Excerpted passage.
Q How did you first get involved with the trading world, and how has it changed over that period?
A I have lived through 51 years of trading and seen breathtaking changes – many of them improvements. When I joined Philip Hill Higginson Erlangers in 1962, markets were small. Bankers were enthusiastic, “offers for sale” as we called them were plentiful. Over the next 25 years equity, bond and foreign exchange markets mushroomed, with London the centre of the universe. In 1979 came the abolition of exchange controls, which triggered the arrival of nearly 200 banks into London. In 1986, the Big Bang provided even greater stimulus. US and European investment banks became virtually omnipotent. London was the city to raise capital, finance foreign trade and to voraciously trade financial products and their derivatives. Foreign exchange trading was particularly potent.
Q You will be speaking at this year’s City A.M. Active Trader Conference about the influence of politics on the markets. What will you be discussing?
A When one talks about the influence of politics, it is all about the relationship of the central banks with their respective governments. The Fed and Barack Obama seem to go hand in glove, with Fed chairman Ben Bernanke more often than not pandering to Obama’s exhortations to stop worrying about debt and borrowing. This should terrify sane people. There seems to be a similar relationship enjoyed between the Bank of Japan and the country’s Prime Minister Shinzo Abe. European Central Bank president Mario Draghi seems to have worked out how to deal with Angela Merkel. The other EU politicians are rather irrelevant. Clearly bond markets and exchange rates are more vulnerable to political nuances. Equities, by comparison, are more robust.
Q The risk of political discontent derailing the Eurozone has been a big issue recently. Do you expect more instability to come?
A The EU is a political shambles. The 27 members can’t decide what they want for breakfast, let alone policies that will unify the EU. In the circumstances, Draghi does a great job. I have always held Christine Lagarde in high regard, though I believe her to be a toothless tiger at the IMF. She would be a more effective President of France.
There is no chance of the euro being disbanded, however, as most of the constituent countries are joined at the hip and they are too financially committed. In the long term, Greece and Cyprus will leave. They will not be able to adhere to the fiscal criteria of the Eurozone. I also think they will be better off out than in. Their devalued currencies will make them more competitive. The banking sector has had several years notice; so if it has not taken the opportunity to make provisions against this possibility, I have little sympathy. The popularity of anti-euro and anti-EU parties may well gather momentum but the die is cast. All constituents are too heavily interlinked to pull out with exception of the Hellenic countries and the UK.

Collected material.
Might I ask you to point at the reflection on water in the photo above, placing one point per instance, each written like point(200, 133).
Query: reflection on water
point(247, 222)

Stated task 1.
From the interview on trading and markets, return the passage word for word, starting at "Q How did you" and ending at "was particularly potent.".
Stated task 2.
In the interview on trading and markets, which two countries does the speaker expect to leave the Eurozone in the long term?
Stated task 3.
Extend the interview on trading and markets, picking up after its final sentence.

Task output 1.
Q How did you first get involved with the trading world, and how has it changed over that period?
A I have lived through 51 years of trading and seen breathtaking changes – many of them improvements. When I joined Philip Hill Higginson Erlangers in 1962, markets were small. Bankers were enthusiastic, “offers for sale” as we called them were plentiful. Over the next 25 years equity, bond and foreign exchange markets mushroomed, with London the centre of the universe. In 1979 came the abolition of exchange controls, which triggered the arrival of nearly 200 banks into London. In 1986, the Big Bang provided even greater stimulus. US and European investment banks became virtually omnipotent. London was the city to raise capital, finance foreign trade and to voraciously trade financial products and their derivatives. Foreign exchange trading was particularly potent.

Task output 2.
Greece and Cyprus.

Task output 3.
Q What has been the most significant driver of recent market movements?
A Equity and bond markets have found themselves on a life support machine that goes under the pseudonym of quantitative easing (QE) and central bank intervention. But one day the kissing is going to have to stop (although by the time it happens, I suspect that I shall be on a Zimmer frame).
It only took a few months for the power of QE to capture investors’ imaginations. With the Dow up some 135 per cent since March 2009, the FTSE having rallied 95 per cent in the same period and the Nikkei up 50 per cent since Abe become Prime Minister, the proof of the pudding has been in the eating. However alternate asset classes have proved very unappetising. So with large international companies, which are not necessarily decent barometers of their respective economies, increasing profits and paying decent dividends on a consistent basis, it has proved to be a no-brainer to stay in the equity game.
But the moment the QE game is up and markets turn bearish, look out. It’s tin hat time! Some shares could see double digit losses.
Q What big risks should traders be conscious of?
A What terrifies most people involved in trading and broking equities is the lack of liquidity in the marketplace. It seems quite a disorderly place to do business. What do I mean by that? Five years ago the market makers were very much in charge of the market. Today they have less influence than they would have hoped for. Large fund managers call the shots today. That is fine when we are in a bull market which apart from healthy corrections, we have been in for 4 years. But investors have no protection, as the stock is in sometimes unknown hands.
Q What advice would you give to traders?
A My advice is simple. Beware the withdrawal of QE and stimulus packages. We live in a bubble. The level of volatility will know no bounds and equity geeks could well be the recipients of a serious larruping. It will be a very dangerous environment. All QE has done is bought time, while the banks were moribund. Investors need to be very circumspect.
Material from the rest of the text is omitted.